++++ Information given ++++

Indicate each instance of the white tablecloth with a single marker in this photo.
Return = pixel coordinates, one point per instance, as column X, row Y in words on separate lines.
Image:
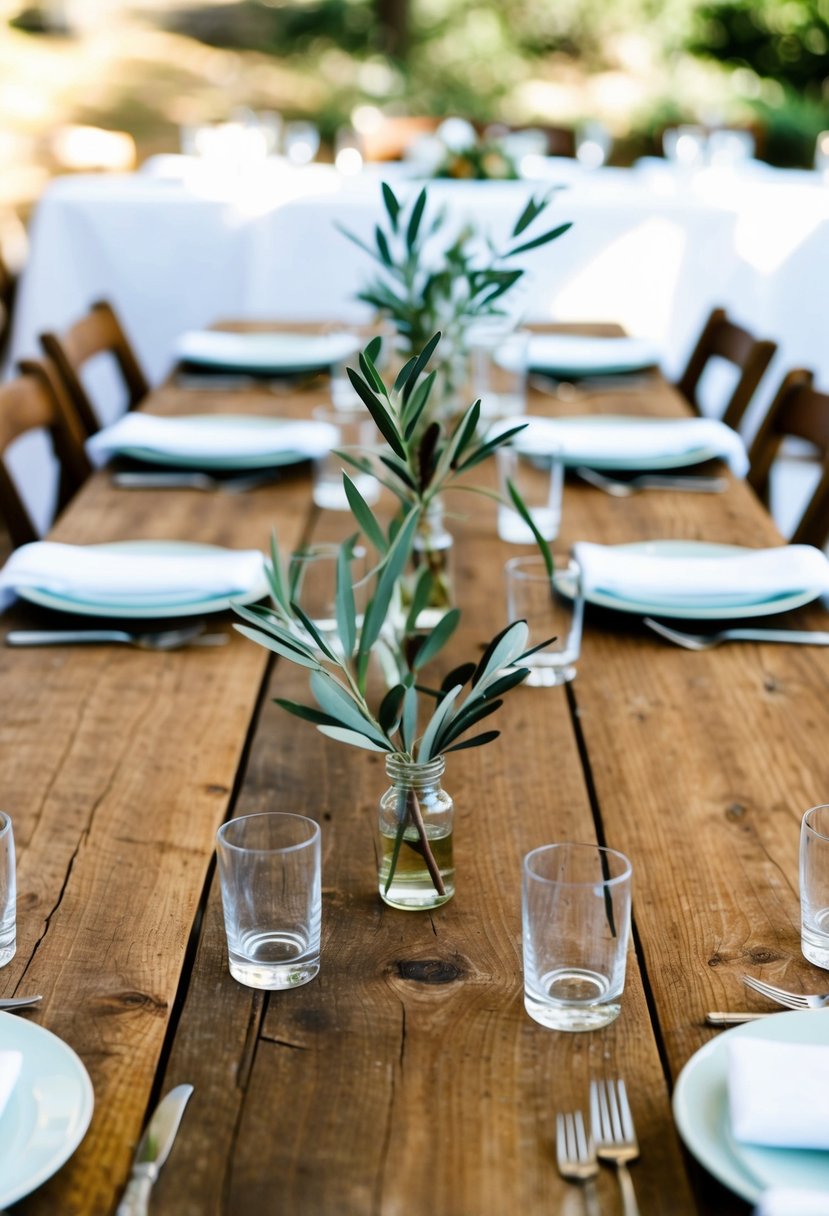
column 179, row 249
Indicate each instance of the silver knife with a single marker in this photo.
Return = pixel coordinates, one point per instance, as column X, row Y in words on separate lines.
column 153, row 1150
column 734, row 1019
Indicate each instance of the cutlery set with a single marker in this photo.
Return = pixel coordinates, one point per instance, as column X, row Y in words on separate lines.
column 612, row 1141
column 783, row 997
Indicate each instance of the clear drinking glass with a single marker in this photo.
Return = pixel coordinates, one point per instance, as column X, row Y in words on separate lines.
column 552, row 611
column 355, row 432
column 271, row 894
column 540, row 482
column 815, row 885
column 7, row 891
column 576, row 916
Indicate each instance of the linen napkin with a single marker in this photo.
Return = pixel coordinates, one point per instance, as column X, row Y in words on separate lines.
column 10, row 1069
column 629, row 440
column 778, row 1093
column 577, row 354
column 787, row 1202
column 83, row 572
column 207, row 435
column 750, row 576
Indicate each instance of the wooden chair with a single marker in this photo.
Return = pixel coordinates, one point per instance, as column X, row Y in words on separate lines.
column 801, row 412
column 99, row 332
column 34, row 400
column 723, row 339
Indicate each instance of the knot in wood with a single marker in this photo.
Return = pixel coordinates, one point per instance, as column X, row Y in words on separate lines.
column 429, row 970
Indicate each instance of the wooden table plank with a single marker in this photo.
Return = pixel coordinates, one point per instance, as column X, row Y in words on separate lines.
column 409, row 1077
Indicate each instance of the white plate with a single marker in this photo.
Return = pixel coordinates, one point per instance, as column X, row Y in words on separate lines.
column 223, row 461
column 625, row 462
column 49, row 1109
column 265, row 353
column 145, row 608
column 716, row 608
column 573, row 355
column 700, row 1108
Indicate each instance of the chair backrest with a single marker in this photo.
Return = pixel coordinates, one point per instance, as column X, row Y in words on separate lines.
column 37, row 400
column 725, row 339
column 99, row 332
column 798, row 411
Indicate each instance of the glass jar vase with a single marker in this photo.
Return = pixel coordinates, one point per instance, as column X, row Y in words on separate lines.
column 416, row 823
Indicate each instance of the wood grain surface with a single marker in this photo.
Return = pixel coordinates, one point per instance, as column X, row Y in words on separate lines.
column 407, row 1077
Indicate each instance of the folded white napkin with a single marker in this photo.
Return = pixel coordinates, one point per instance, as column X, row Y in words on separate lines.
column 778, row 1093
column 86, row 573
column 751, row 576
column 10, row 1069
column 575, row 354
column 265, row 352
column 629, row 440
column 785, row 1202
column 207, row 435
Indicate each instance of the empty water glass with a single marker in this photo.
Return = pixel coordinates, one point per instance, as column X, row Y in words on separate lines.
column 540, row 482
column 271, row 893
column 553, row 611
column 7, row 891
column 576, row 916
column 815, row 885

++++

# [Task objective]
Convert every line of the records above into a numbered list. Skip blank lines and leave the pictures out.

# [Output of the task]
1. Indicate each instance of the white tablecloth with a single marker in this photo.
2. Return = pixel coordinates, one point per instance, as column X, row Y in words on separate lines.
3. Image:
4. column 179, row 249
5. Indicate each instance of the silver knife with a single marker in this photo.
6. Return = pixel coordinates, one point per instance, as column X, row Y in words on separate lines.
7. column 153, row 1150
8. column 734, row 1019
9. Indicate each instance of the cutlery set with a single marker in this photo.
10. Return = pixel coordinates, one point per instance, as column X, row Y in words on separate lines.
11. column 612, row 1141
12. column 783, row 997
13. Indicate each instance of the clear drinking glass with a single marker in this photo.
14. Return = pixel coordinates, one point per instance, as column X, row Y in words on separate lines.
15. column 552, row 611
16. column 355, row 432
17. column 271, row 894
18. column 540, row 482
19. column 815, row 885
20. column 7, row 891
21. column 576, row 916
22. Indicate each instance of the linen napkin with a single marker in this photo.
23. Return = pixel coordinates, one point per instance, as column X, row Y in words on separate lines.
24. column 10, row 1069
25. column 629, row 440
26. column 778, row 1093
27. column 577, row 354
28. column 787, row 1202
29. column 83, row 572
30. column 207, row 435
31. column 750, row 576
32. Indicate each instance of the wooden chair with a single marker in this photo.
33. Return = pixel coordinates, one point per instance, as column X, row Y in words on separate lines.
34. column 801, row 412
35. column 99, row 332
36. column 34, row 400
37. column 723, row 339
38. Indicate each instance of the knot in wood with a single marker in this photo.
39. Return = pixel coordinates, one point per instance, as column X, row Y in words on separate lines.
40. column 429, row 970
41. Indicate each instance of the wooden table plank with a single marker in this photo.
42. Return = pixel coordinates, one point per instance, as column X, row Y in words on separate lines.
43. column 409, row 1077
44. Indicate each instance of the white plate with a single marker in this photo.
45. Return = pixel coordinates, one point per instance, as column X, row Y in words on separate lines.
46. column 223, row 461
47. column 625, row 462
48. column 49, row 1109
49. column 265, row 353
50. column 145, row 608
51. column 716, row 608
52. column 573, row 355
53. column 700, row 1108
54. Indicate each instance of the chair backrest with a single marker in this photo.
55. Return = pixel coordinates, one point per instance, as column X, row Y in words on separate lines.
56. column 37, row 400
57. column 725, row 339
58. column 99, row 332
59. column 798, row 411
60. Indicate each instance of the glass jar vase with a single marker in this photo.
61. Return = pixel coordinates, one point per instance, as column X, row Y in words on separate lines.
62. column 416, row 823
63. Indicate each instance of the wood grain surface with a single marker in this photo.
64. Return = pixel coordinates, one point per instance, as column X, row Y in words on separate lines.
65. column 407, row 1077
66. Indicate each instance of the folded white napkin with a single marker in this photo.
67. Return = pixel coordinates, one point per instance, as column X, row Y in words on separate lines.
68. column 778, row 1093
69. column 86, row 573
70. column 751, row 576
71. column 10, row 1069
72. column 575, row 354
73. column 265, row 352
74. column 629, row 440
75. column 785, row 1202
76. column 207, row 435
77. Indicate each instance of the empty water glass with a single marker in this photo.
78. Return = pixel coordinates, one point per instance, as column X, row Y in words on separate lines.
79. column 540, row 482
80. column 271, row 893
81. column 553, row 611
82. column 7, row 891
83. column 576, row 916
84. column 815, row 885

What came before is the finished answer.